### RAW DATA:
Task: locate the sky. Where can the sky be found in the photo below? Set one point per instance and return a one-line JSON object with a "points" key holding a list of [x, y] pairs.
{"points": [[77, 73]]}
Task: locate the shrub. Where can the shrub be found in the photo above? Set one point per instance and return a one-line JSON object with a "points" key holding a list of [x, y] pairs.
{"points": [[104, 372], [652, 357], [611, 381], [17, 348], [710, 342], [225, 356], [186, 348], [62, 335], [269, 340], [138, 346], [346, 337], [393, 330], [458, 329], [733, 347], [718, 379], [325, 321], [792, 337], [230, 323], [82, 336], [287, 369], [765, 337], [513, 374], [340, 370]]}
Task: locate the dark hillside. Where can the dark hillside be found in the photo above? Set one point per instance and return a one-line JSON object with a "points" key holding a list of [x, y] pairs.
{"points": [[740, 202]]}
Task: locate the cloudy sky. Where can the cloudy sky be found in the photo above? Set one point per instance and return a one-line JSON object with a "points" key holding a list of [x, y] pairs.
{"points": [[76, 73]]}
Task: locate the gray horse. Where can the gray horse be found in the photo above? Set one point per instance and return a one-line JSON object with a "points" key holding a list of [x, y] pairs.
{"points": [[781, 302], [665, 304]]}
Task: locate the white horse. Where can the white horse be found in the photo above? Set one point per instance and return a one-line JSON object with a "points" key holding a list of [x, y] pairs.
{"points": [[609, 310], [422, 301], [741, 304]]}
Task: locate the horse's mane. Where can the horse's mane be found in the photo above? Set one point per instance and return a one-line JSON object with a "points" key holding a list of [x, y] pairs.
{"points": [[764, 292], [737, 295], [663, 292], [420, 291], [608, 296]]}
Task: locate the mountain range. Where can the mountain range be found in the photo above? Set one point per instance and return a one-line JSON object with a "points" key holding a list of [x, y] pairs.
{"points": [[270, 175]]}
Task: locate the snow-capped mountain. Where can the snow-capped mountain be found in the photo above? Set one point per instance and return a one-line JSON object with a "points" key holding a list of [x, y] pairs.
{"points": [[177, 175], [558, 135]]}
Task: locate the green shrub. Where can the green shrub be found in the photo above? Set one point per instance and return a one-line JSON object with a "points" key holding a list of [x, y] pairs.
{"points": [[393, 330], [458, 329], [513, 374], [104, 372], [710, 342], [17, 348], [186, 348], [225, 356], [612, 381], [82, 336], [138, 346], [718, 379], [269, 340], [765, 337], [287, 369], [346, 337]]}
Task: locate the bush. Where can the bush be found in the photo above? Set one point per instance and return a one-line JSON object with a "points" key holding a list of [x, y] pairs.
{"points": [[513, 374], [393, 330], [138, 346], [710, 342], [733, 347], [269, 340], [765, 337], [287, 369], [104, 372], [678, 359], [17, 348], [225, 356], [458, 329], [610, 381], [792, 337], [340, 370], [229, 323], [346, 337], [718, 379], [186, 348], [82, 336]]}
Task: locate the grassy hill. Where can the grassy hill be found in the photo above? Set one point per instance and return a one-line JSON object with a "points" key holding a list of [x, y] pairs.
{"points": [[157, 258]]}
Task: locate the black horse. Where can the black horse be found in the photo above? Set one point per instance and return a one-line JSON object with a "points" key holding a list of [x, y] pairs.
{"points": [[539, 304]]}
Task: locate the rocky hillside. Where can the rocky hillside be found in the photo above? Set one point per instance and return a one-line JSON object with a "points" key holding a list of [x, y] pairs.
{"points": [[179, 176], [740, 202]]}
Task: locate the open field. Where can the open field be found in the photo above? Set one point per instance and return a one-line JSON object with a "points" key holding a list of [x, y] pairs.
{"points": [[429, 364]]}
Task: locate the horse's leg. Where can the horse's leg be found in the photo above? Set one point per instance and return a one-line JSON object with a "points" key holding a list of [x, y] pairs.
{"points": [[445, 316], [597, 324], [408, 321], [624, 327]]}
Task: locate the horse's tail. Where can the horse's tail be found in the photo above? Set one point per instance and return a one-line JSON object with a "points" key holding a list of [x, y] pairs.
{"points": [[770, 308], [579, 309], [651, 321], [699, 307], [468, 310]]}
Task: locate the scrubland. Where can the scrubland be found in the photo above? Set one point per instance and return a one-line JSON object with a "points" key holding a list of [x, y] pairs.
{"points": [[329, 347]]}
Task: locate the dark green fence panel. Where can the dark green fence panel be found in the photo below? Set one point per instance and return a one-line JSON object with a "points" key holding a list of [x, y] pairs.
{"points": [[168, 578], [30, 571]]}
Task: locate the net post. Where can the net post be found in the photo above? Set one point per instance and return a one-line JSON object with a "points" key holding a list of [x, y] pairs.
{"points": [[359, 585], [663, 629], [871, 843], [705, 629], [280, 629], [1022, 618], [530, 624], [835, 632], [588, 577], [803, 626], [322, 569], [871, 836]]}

### EXERCISE DETAILS:
Repeat every line of the records, exactly as given.

### OUTPUT OF THE EXERCISE:
Task: locate the sky. Where can the sky be found in the photo below? Set one point per instance and return a one-line JSON object with a "points" key holding a list of [x, y] pairs.
{"points": [[77, 73]]}
Task: locate the shrub. Where can the shrub be found in the photo above? Set one point per instance and return a one-line JSON object with a "points" key holding a list of [x, y] pairs.
{"points": [[104, 372], [652, 357], [611, 381], [17, 348], [710, 342], [225, 356], [186, 348], [62, 335], [269, 340], [138, 346], [346, 337], [393, 330], [458, 329], [733, 347], [718, 379], [325, 321], [792, 337], [230, 323], [82, 336], [287, 369], [765, 337], [513, 374], [340, 370]]}
Task: locate the dark hillside. Where can the dark hillside be found in the photo above? Set one point per instance and return a one-line JSON object with a "points" key holding a list of [x, y] pairs.
{"points": [[740, 202]]}
Task: locate the cloudy sky. Where can the cloudy sky be found in the photo above? Set one point per instance and return a one-line JSON object with a "points" key holding a list of [x, y] pairs.
{"points": [[76, 73]]}
Task: locate the gray horse. Where can the gray horse be found in the photo above? Set one point per instance and return a one-line JSON object with a "points" key holding a list of [x, y] pairs.
{"points": [[781, 302], [665, 304]]}
Task: locate the white horse. Where can the white horse be found in the photo above? Set one point per instance and return a one-line JSON object with a "points" key holding a list of [x, y] pairs.
{"points": [[609, 310], [422, 301], [741, 304]]}
Task: locate the horse's mane. Where can the horse's mane be found in the photo above? Set one point per instance and return a one-line JSON object with a "points" key holding a list of [x, y] pairs.
{"points": [[764, 292], [737, 295], [663, 292], [420, 291], [608, 296]]}
Task: locate the mountain range. Where can the mountain range be found in the photo above? Set one point per instance and return a one-line JSON object with a "points" key holding a list of [x, y] pairs.
{"points": [[270, 175]]}
Task: locate the snow-capped mountain. Where can the snow-capped mountain be found in the photo above? Set one point per instance and return a one-line JSON object with a "points" key holding a list of [x, y] pairs.
{"points": [[177, 175], [558, 135]]}
Task: locate the green shrub. Where can the green shrub be found in the photo above? Set one point per instance and return a one-line JSON object with a "points" key holding a list of [x, y] pairs.
{"points": [[393, 330], [458, 329], [513, 374], [104, 372], [710, 342], [17, 348], [186, 348], [225, 356], [612, 381], [82, 336], [138, 346], [718, 379], [269, 340], [765, 337], [287, 369], [346, 337]]}
Task: locate the bush. Where can the bush be found in the photo above? Set one point per instance and return a one-line JSON object with a "points" key holding a list of [x, y] pairs.
{"points": [[513, 374], [393, 330], [138, 346], [710, 342], [733, 347], [269, 340], [765, 337], [287, 369], [104, 372], [678, 359], [17, 348], [225, 356], [458, 329], [610, 381], [792, 337], [340, 370], [229, 323], [346, 337], [718, 379], [186, 348], [82, 336]]}
Task: locate the grassy hill. Where can the grassy hill be found in the photo above? Set one point per instance and return a one-line JSON object with a "points" key holding a list of [x, y] pairs.
{"points": [[157, 258]]}
Task: locate the black horse. Where can the black horse be found in the photo above? Set one point per instance and return a one-line JSON object with a "points" key holding a list of [x, y] pairs.
{"points": [[539, 304]]}
Task: locate the rocky hillside. Where can the rocky hillside be found in the photo above? Set one point per instance and return a one-line JSON object with a "points" key holding a list of [x, y] pairs.
{"points": [[179, 176], [740, 202]]}
Task: locate the open field. Where can the open field be found in the photo above? Set one point per instance and return a one-line JSON object with a "points" key holding a list of [x, y] pairs.
{"points": [[429, 364]]}
Task: locate the horse's leg. Where can the horse's leg be found in the photo above? Set one point per instance and return a one-line JSON object with a "points" key holding a list of [x, y] pairs.
{"points": [[445, 316], [597, 324], [408, 321], [624, 327]]}
Task: locate the horse's tail. Where can the horse's tail be found in the photo above? Set one point per instance and return a one-line JSON object with a "points" key holding a list of [x, y] pairs.
{"points": [[770, 308], [579, 309], [651, 321], [699, 307], [468, 310]]}
Task: locate the scrubland. Where can the scrubland be found in the photo above? Set one point per instance and return a one-line JSON object with a "points" key holding a list of [x, y] pairs.
{"points": [[329, 347]]}
Task: locate the dark green fence panel. Where can the dark green fence panel be found in the photo below? Set one point per instance and return a one-line JSON object with a "points" key holding a list of [x, y] pairs.
{"points": [[168, 578], [30, 571]]}
Task: locate the net post. Where can the net post be found in the photo above? Set one point per instance and return a one-line JSON object with a "points" key holding a list of [x, y] pairs.
{"points": [[359, 585], [663, 629], [871, 843], [705, 629], [280, 629], [1022, 618], [530, 624], [835, 632], [588, 577], [803, 626], [322, 569], [871, 836]]}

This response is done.